ARTICLE

□ □ □ □ □ □ □

Generate subsequent (lower triangular) mask for transformer autoregressive tasks

Parameters:

Name	Type	Description	Default
`max_length`	`int`	Maximum sequence length	required

Returns:

Type	Description
`Tensor`	torch.Tensor: The subsequent mask

Source code in slp/util/pytorch.py

def subsequent_mask(max_length: int) -> torch.Tensor:
    """Generate subsequent (lower triangular) mask for transformer autoregressive tasks

    Args:
        max_length (int): Maximum sequence length

    Returns:
        torch.Tensor: The subsequent mask
    """
    mask = torch.ones(max_length, max_length)
    # Ignore typecheck because pytorch types are incomplete

    return mask.triu().t().unsqueeze(0).contiguous()  # type: ignore

`t(data, dtype=torch.float32, device='cpu', requires_grad=False)`

Convert a list or numpy array to torch tensor. If a torch tensor is passed it is cast to dtype, device and the requires_grad flag is set. This always copies data.

Parameters:

Name	Type	Description	Default
`data`	`Union[numpy.ndarray, torch.Tensor, List[~T]]`	(list, np.ndarray, torch.Tensor): Data to be converted to torch tensor.	required
`dtype`	`dtype`	(torch.dtype): The type of the tensor elements (Default value = torch.float)	`torch.float32`
`device`	`Union[torch.device, str]`	(torch.device, str): Device where the tensor should be (Default value = 'cpu')	`'cpu'`
`requires_grad`	`bool`	(bool): Trainable tensor or not? (Default value = False)	`False`

Returns:

Type	Description
`Tensor`	(torch.Tensor): A tensor of appropriate dtype, device and requires_grad containing data

Source code in slp/util/pytorch.py

def t(
    data: types.NdTensor,
    dtype: torch.dtype = torch.float,
    device: types.Device = "cpu",
    requires_grad: bool = False,
) -> torch.Tensor:
    """Convert a list or numpy array to torch tensor. If a torch tensor
    is passed it is cast to  dtype, device and the requires_grad flag is
    set. This always copies data.

□ □ □ □ □ □ □

DIRECTIVES
a: Decide whether each statement below agrees with the PyTorch utility documentation. For each, answer yes or no and quote the words of the documentation that settle it.
(i) The `t` function places tensors on 'cpu' unless another device is given.
(ii) When `t` receives a torch tensor, it skips copying the data.
(iii) The `max_length` argument of `subsequent_mask` is a float.
b: Pick up the PyTorch utility documentation after its last line and keep writing it.

MATERIAL
□ □ □ □ □ □ □

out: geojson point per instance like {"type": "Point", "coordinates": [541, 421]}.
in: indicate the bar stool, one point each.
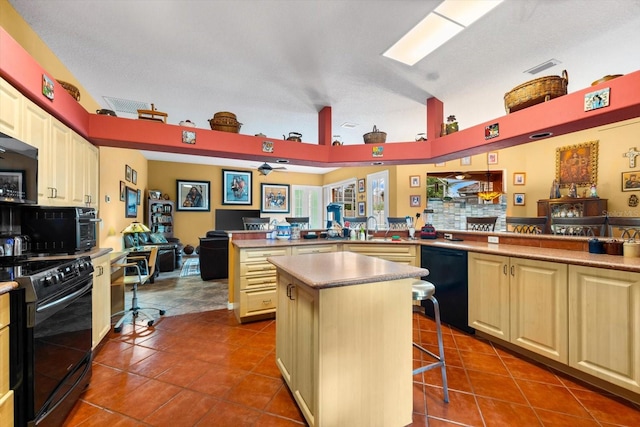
{"type": "Point", "coordinates": [423, 290]}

□ □ □ □ □ □ □

ANSWERS TO THE PROBLEMS
a:
(i) Yes: "Device where the tensor should be (Default value = 'cpu')"
(ii) No: "This always copies data."
(iii) No: "max_length (int): Maximum sequence length"

b:
    Args:
        data: (list, np.ndarray, torch.Tensor): Data to be converted to
            torch tensor.
        dtype: (torch.dtype): The type of the tensor elements
            (Default value = torch.float)
        device: (torch.device, str): Device where the tensor should be
            (Default value = 'cpu')
        requires_grad: (bool): Trainable tensor or not? (Default value = False)

    Returns:
        (torch.Tensor): A tensor of appropriate dtype, device and
            requires_grad containing data

    """
    tt = torch.tensor(data, dtype=dtype, device=device, requires_grad=requires_grad)

    return tt

`t_(data, dtype=torch.float32, device='cpu', requires_grad=False)`

Convert a list or numpy array to torch tensor. If a torch tensor is passed it is cast to dtype, device and the requires_grad flag is set IN PLACE.

Parameters:

Name	Type	Description	Default
`data`	`Union[numpy.ndarray, torch.Tensor, List[~T]]`	(list, np.ndarray, torch.Tensor): Data to be converted to torch tensor.	required
`dtype`	`dtype`	(torch.dtype): The type of the tensor elements (Default value = torch.float)	`torch.float32`
`device`	`Union[torch.device, str]`	(torch.device, str): Device where the tensor should be (Default value = 'cpu')	`'cpu'`
`requires_grad`	`bool`	bool): Trainable tensor or not? (Default value = False)	`False`

Returns:

Type	Description
`Tensor`	(torch.Tensor): A tensor of appropriate dtype, device and requires_grad containing data

Source code in slp/util/pytorch.py

def t_(
    data: types.NdTensor,
    dtype: torch.dtype = torch.float,
    device: Optional[types.Device] = "cpu",
    requires_grad: bool = False,
) -> torch.Tensor:
    """Convert a list or numpy array to torch tensor. If a torch tensor
    is passed it is cast to  dtype, device and the requires_grad flag is
    set IN PLACE.

    Args:
        data: (list, np.ndarray, torch.Tensor): Data to be converted to
            torch tensor.
        dtype: (torch.dtype): The type of the tensor elements
            (Default value = torch.float)
        device: (torch.device, str): Device where the tensor should be
            (Default value = 'cpu')
        requires_grad: bool): Trainable tensor or not? (Default value = False)

    Returns:
        (torch.Tensor): A tensor of appropriate dtype, device and
            requires_grad containing data

    """

    if isinstance(device, str):
        device = torch.device(device)

    tt = torch.as_tensor(data, dtype=dtype, device=device).requires_grad_(requires_grad)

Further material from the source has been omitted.